*AUSZUG ZUM LESEN*.
"Okay – was habe ich verpasst?" Eine Frage, der wohl jeder von uns schon einmal begegnet ist. Egal, ob man sie selbst gestellt hat oder mit ihr konfrontiert wurde. Manchmal kommt einfach der Zeitpunkt, an dem man sich vor allem eines wünscht: "Bringt mich doch mal auf den neuesten Stand!" Doch wie antwortet man darauf? Was hält man für besonders erwähnenswert? Es ist schwer, eine kurze, aber vollständige Antwort darauf zu finden. Wie misst man überhaupt Relevanz? An medialem Hype? Am Überraschungsfaktor? Oder doch an dem musikalischen Anspruch? In "Hört, hört!" geht es um das alles, reduziert auf zwei Veröffentlichungen. Ein Release, das vor allem im Untergrund auf Zuspruch gestoßen ist, und eines, das in der breiten Öffentlichkeit wahrgenommen wurde. Zwei Werke, die wir nicht unbedingt gut finden müssen, aber eine gewisse Relevanz oder eine Bedeutung jeglicher Art für die hiesige Raplandschaft besitzen. Zwei Werke, die am Ende des Monats vor allem eines aussagen: "Hört, hört! Genau das habt ihr verpasst!"

[Bildbezogene Zeigedaten]
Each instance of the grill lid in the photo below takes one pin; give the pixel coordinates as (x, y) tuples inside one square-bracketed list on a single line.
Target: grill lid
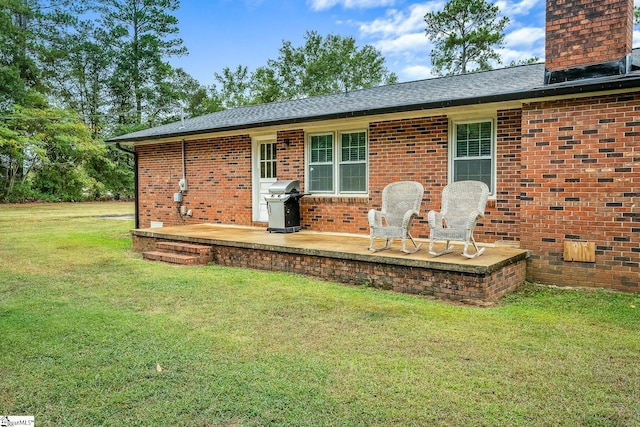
[(285, 187)]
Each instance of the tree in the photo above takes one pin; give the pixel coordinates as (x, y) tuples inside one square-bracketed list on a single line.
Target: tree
[(465, 32), (45, 147), (18, 70), (143, 34), (236, 87), (323, 65)]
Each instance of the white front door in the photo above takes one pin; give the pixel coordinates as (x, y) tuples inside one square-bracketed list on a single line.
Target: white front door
[(266, 175)]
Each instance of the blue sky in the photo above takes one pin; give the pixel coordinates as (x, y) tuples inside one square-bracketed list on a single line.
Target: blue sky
[(228, 33)]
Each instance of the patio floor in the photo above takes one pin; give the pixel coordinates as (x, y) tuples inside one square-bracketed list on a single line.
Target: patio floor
[(346, 258)]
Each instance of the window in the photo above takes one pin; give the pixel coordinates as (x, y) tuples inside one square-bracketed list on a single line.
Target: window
[(472, 152), (341, 160)]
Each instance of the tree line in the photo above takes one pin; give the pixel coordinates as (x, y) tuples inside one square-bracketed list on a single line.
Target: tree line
[(74, 72)]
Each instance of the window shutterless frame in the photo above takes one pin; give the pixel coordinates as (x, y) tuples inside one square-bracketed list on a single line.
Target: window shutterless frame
[(337, 162), (472, 149)]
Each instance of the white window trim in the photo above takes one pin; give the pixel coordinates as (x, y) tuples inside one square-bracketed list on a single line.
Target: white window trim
[(494, 143), (337, 161)]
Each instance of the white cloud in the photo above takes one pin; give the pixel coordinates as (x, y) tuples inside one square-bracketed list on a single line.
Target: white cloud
[(404, 43), (417, 72), (522, 7), (349, 4), (397, 22), (525, 37)]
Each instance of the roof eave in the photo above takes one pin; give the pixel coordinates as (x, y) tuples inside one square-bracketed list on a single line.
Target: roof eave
[(559, 89)]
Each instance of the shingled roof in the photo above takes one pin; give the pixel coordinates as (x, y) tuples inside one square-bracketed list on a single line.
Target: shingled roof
[(506, 84)]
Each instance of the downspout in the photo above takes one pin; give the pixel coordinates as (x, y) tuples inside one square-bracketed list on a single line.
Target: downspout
[(135, 180)]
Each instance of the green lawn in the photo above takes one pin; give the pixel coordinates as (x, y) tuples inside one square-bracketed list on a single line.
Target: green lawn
[(92, 335)]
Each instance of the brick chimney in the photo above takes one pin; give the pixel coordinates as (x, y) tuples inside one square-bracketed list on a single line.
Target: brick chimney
[(587, 38)]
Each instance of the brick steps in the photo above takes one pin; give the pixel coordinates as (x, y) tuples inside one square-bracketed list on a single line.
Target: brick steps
[(180, 253)]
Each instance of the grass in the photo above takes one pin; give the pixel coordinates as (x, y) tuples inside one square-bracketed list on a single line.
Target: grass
[(93, 335)]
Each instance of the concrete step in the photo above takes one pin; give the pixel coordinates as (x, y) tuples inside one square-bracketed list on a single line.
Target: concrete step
[(184, 248), (174, 258)]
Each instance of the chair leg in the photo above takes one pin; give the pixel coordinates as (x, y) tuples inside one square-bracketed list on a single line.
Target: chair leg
[(386, 246), (404, 245), (447, 249), (466, 246)]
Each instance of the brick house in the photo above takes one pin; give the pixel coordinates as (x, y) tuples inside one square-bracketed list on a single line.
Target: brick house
[(557, 143)]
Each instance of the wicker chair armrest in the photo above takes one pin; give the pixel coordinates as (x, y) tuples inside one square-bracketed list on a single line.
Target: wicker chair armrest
[(408, 217), (473, 218), (435, 219), (375, 218)]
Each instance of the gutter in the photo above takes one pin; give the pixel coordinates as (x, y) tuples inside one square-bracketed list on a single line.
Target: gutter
[(135, 180)]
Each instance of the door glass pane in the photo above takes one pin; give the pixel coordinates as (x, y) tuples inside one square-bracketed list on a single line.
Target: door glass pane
[(268, 160)]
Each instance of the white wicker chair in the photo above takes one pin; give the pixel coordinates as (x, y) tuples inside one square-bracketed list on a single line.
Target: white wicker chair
[(463, 203), (400, 204)]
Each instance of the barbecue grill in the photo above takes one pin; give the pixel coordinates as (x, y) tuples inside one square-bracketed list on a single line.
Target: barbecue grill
[(283, 206)]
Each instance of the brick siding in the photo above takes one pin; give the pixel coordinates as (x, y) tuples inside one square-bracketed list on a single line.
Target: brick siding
[(567, 170), (587, 32), (581, 181)]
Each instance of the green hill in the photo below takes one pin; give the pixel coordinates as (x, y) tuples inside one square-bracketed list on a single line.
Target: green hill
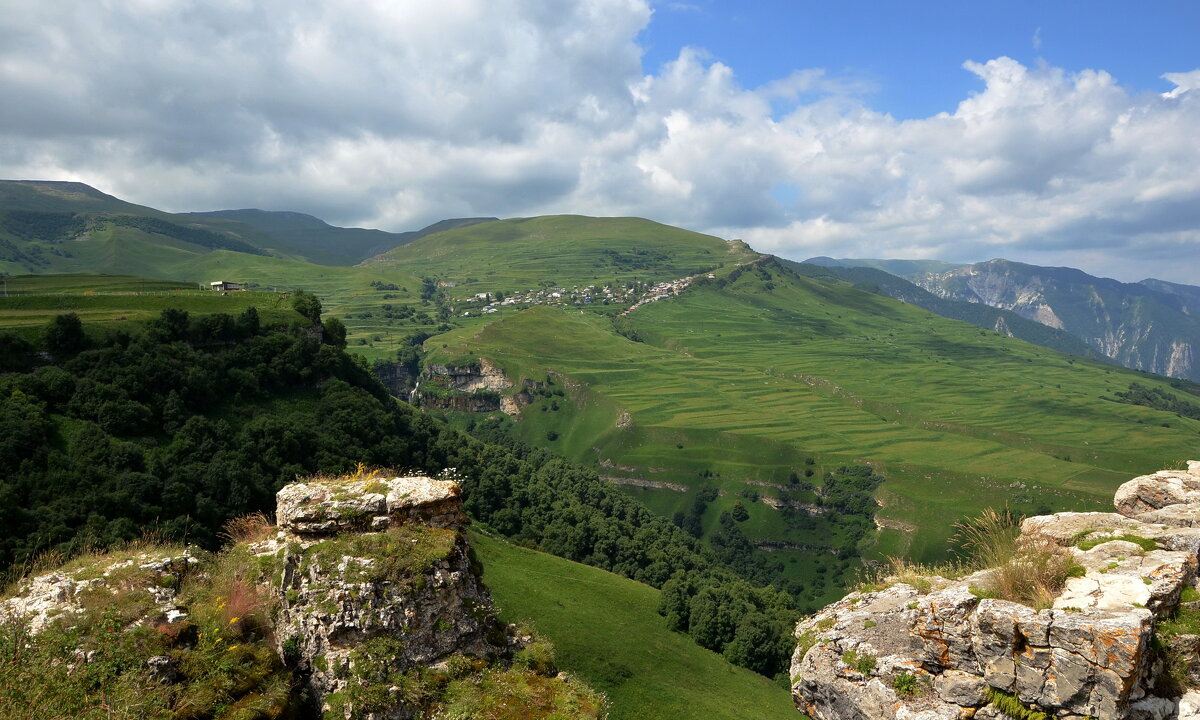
[(744, 381), (606, 630), (563, 250), (756, 387), (882, 282), (311, 238)]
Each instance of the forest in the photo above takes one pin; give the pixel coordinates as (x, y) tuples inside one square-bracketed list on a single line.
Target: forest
[(196, 420)]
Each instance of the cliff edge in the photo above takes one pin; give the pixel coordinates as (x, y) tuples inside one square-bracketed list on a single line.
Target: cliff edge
[(1116, 636), (364, 603)]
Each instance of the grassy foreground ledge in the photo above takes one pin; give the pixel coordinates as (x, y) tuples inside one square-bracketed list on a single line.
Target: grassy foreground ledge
[(606, 629)]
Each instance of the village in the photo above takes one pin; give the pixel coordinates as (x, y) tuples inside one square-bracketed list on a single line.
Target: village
[(636, 292)]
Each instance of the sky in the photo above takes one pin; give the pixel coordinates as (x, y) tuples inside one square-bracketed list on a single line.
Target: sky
[(1056, 133)]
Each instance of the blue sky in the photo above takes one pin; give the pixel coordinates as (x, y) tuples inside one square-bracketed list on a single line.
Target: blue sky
[(912, 53), (1041, 132)]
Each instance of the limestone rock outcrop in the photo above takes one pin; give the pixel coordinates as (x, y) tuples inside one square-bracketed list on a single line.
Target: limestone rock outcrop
[(1109, 645), (376, 571), (364, 603)]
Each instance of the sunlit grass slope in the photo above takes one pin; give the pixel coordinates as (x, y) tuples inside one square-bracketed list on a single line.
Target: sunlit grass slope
[(606, 629), (119, 301), (565, 250), (745, 382)]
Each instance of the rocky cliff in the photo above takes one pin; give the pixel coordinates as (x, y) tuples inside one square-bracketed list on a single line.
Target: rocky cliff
[(1117, 639), (1149, 325), (364, 603)]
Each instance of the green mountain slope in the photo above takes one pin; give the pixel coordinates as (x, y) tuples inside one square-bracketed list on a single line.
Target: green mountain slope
[(738, 383), (895, 267), (1132, 323), (311, 238), (1005, 322), (606, 630), (563, 250)]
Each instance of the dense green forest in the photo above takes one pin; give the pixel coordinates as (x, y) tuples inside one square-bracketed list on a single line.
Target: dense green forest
[(201, 419)]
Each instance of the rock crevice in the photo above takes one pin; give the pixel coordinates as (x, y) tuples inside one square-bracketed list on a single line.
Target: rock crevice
[(1104, 647)]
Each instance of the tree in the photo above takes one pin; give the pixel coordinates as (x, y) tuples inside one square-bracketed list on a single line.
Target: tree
[(307, 305), (65, 336), (335, 333)]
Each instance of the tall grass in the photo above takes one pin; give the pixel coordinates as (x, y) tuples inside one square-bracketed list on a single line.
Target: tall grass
[(1027, 570)]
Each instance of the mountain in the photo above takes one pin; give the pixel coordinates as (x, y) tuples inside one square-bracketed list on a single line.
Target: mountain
[(71, 227), (312, 238), (1189, 294), (707, 379), (1005, 322), (1150, 325), (903, 268)]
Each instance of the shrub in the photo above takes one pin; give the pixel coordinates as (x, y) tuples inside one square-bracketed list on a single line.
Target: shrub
[(1027, 570), (1143, 543), (247, 528), (906, 684)]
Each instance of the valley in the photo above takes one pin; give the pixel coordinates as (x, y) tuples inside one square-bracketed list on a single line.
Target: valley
[(792, 425)]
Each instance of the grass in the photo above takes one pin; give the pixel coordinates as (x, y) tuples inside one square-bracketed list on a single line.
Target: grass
[(120, 303), (1012, 706), (741, 383), (593, 618), (750, 381)]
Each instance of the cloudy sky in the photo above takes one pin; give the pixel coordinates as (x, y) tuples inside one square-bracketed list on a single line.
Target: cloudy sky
[(1066, 135)]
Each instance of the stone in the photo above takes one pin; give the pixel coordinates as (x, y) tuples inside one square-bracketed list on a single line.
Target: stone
[(960, 688), (162, 670), (1089, 655), (1156, 491), (336, 505)]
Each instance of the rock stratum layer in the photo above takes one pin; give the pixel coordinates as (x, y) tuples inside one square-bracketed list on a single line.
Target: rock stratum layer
[(1115, 642), (364, 603)]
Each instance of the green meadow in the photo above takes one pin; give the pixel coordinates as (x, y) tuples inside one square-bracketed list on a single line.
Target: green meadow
[(606, 630), (756, 383), (738, 385)]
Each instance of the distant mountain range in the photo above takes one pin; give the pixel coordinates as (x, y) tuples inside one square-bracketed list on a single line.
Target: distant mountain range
[(322, 243), (1151, 325), (42, 225)]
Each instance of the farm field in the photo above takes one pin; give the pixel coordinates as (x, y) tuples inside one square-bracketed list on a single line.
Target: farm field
[(591, 617), (112, 301), (739, 385), (753, 385)]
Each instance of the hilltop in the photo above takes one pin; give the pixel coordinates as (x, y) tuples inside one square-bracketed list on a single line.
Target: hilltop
[(1147, 325), (793, 425)]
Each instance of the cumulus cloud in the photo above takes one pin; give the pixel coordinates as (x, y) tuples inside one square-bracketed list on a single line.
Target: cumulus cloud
[(396, 114)]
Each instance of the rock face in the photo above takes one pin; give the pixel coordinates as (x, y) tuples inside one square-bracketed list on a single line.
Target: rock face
[(475, 388), (64, 593), (376, 580), (1108, 647), (366, 588)]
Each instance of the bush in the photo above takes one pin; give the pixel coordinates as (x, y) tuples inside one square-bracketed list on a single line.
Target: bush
[(1027, 570)]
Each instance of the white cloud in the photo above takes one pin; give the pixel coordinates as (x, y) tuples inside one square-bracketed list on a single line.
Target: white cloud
[(395, 114)]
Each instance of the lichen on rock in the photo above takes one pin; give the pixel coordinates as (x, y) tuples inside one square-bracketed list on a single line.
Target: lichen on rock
[(1113, 643)]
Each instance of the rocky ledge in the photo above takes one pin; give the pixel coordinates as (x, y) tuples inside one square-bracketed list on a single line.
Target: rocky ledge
[(377, 564), (1116, 642), (364, 603)]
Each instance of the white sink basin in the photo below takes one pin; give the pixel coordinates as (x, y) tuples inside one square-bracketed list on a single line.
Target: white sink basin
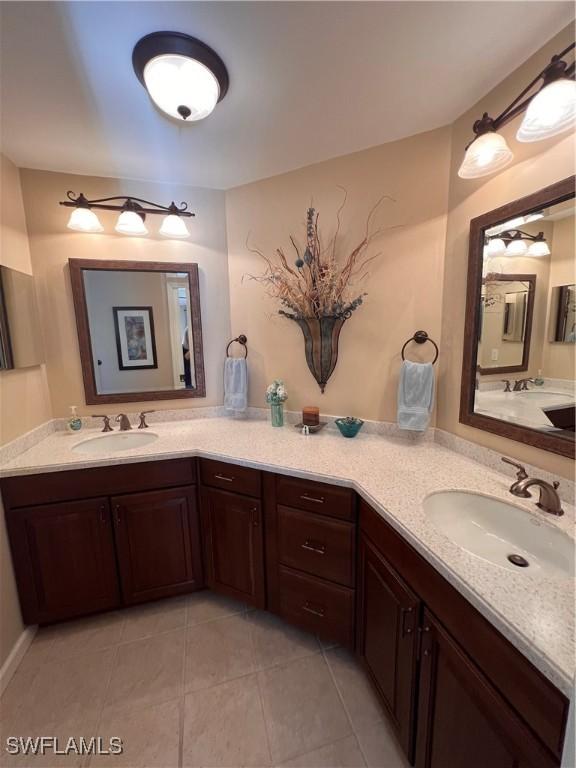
[(494, 530), (120, 441)]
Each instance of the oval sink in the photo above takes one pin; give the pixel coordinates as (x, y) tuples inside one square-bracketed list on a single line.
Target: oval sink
[(501, 533), (120, 441)]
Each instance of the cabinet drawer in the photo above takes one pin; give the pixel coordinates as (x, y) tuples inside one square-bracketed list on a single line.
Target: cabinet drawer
[(318, 545), (326, 499), (318, 606), (230, 477)]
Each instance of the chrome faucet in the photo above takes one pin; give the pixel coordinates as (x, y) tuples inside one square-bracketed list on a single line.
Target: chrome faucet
[(124, 422)]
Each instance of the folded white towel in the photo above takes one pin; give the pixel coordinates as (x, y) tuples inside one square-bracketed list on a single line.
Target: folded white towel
[(235, 384), (415, 395)]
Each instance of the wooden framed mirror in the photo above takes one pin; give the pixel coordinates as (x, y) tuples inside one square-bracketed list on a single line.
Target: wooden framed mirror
[(139, 330), (521, 319)]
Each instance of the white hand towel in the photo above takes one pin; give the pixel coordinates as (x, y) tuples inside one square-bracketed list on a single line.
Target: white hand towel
[(415, 395), (235, 384)]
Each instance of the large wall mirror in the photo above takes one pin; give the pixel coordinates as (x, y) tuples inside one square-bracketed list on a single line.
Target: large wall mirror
[(520, 339), (139, 330)]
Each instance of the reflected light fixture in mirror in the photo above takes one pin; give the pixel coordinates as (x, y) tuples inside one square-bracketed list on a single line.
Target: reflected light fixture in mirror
[(84, 220), (173, 226), (130, 223), (549, 111), (183, 76)]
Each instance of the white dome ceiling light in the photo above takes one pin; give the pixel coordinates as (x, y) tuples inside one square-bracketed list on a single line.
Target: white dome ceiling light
[(183, 76), (549, 111)]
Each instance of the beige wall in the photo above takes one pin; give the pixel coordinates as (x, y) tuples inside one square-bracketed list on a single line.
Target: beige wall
[(560, 358), (404, 285), (52, 244), (535, 166), (24, 399)]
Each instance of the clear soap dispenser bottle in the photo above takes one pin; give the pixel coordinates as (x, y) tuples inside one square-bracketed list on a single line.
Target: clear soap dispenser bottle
[(74, 422)]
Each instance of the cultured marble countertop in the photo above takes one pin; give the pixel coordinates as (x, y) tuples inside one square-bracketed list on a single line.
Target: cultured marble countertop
[(394, 475)]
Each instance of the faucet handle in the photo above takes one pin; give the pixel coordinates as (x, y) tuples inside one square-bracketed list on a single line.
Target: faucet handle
[(107, 427), (142, 416), (521, 474)]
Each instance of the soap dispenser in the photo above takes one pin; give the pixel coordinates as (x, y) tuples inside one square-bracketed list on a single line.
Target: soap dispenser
[(74, 422)]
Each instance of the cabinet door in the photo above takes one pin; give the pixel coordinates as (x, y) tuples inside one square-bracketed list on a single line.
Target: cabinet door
[(234, 545), (64, 559), (463, 722), (387, 639), (158, 542)]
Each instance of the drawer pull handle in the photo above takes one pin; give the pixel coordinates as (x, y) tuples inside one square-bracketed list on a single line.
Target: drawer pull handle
[(316, 611), (314, 546), (305, 497), (223, 477)]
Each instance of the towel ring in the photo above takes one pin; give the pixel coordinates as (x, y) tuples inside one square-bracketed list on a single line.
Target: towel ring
[(420, 337), (241, 340)]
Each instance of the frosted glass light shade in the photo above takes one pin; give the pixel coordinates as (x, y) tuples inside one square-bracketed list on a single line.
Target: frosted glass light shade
[(495, 247), (84, 220), (174, 226), (130, 223), (516, 248), (539, 248), (175, 82), (488, 153), (551, 111)]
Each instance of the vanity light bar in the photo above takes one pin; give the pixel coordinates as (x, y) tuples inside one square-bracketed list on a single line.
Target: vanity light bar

*MATERIAL ERKUNDEN*.
1. Auf wie viele Veröffentlichungen wird das Ganze im Text über die Rubrik „Hört, hört!“ reduziert?
2. Greife den Text über die Rubrik „Hört, hört!“ nach seinem letzten Satz auf und schreibe ihn weiter.

*LÖSUNGEN ZUR ÜBUNG*.
1. Auf zwei Veröffentlichungen.

2.
Credibil – Molokopf
"Deutschraps Zukunft". Zwei Worte, die vor über zwei Jahren das Leben Credibils verändern sollten. Zwei Worte, die ihn das erste Mal wirklich auf die Bildfläche der Raplandschaft holten. Denn diese zwei Worte – dieser Ritterschlag – sollten von niemand Geringerem als dem "King of Rap" Kool Savas persönlich stammen. Doch was passierte seitdem?
Ehrlich gesagt: genug. Der Frankfurter konnte seine ersten größeren Auftritte, sowohl auf Konzerten als auch auf Festivals, als Support- und Main-Act verbuchen. Es gab eine stetig ansteigende und durchweg positive Resonanz auf sein "Deutsches Demotape". Und auch Kontakte zu Größen der Szene, die den MC aus Frankfurt-Bockenheim seit jeher inspirierten, wurden geschaffen. All diese Schritte führten unweigerlich zu neuem Output – einem Aperitif für ein in der Zukunft liegendes Debütalbum. Ein Aperitif namens "Molokopf". Hierbei trifft Ästhethik auf raue Melancholie und eine Sichtweise, die gerne über den Tellerrand hinausgeht. Unterlegt mit einer mitreißenden Instrumentierung und präsentiert in teils wahnwitzigen Flow-Pattern, die ein durchwegs rundes Gesamtwerk schaffen.
Ob sich diese EP und der dargebotene Werdegang nun insofern abheben, als dass Credibil als "Deutschraps Zukunft" tituliert werden kann, sei noch dahingestellt. Aber vielleicht stellt das "noch" auch die größte Frage dar. Die Zeit wird zeigen, wie der junge Bockenheimer sein Talent nutzen wird. Aktuell ist er auf dem besten Weg zum mehr als verdienten Erfolg.
(Lukas Maier)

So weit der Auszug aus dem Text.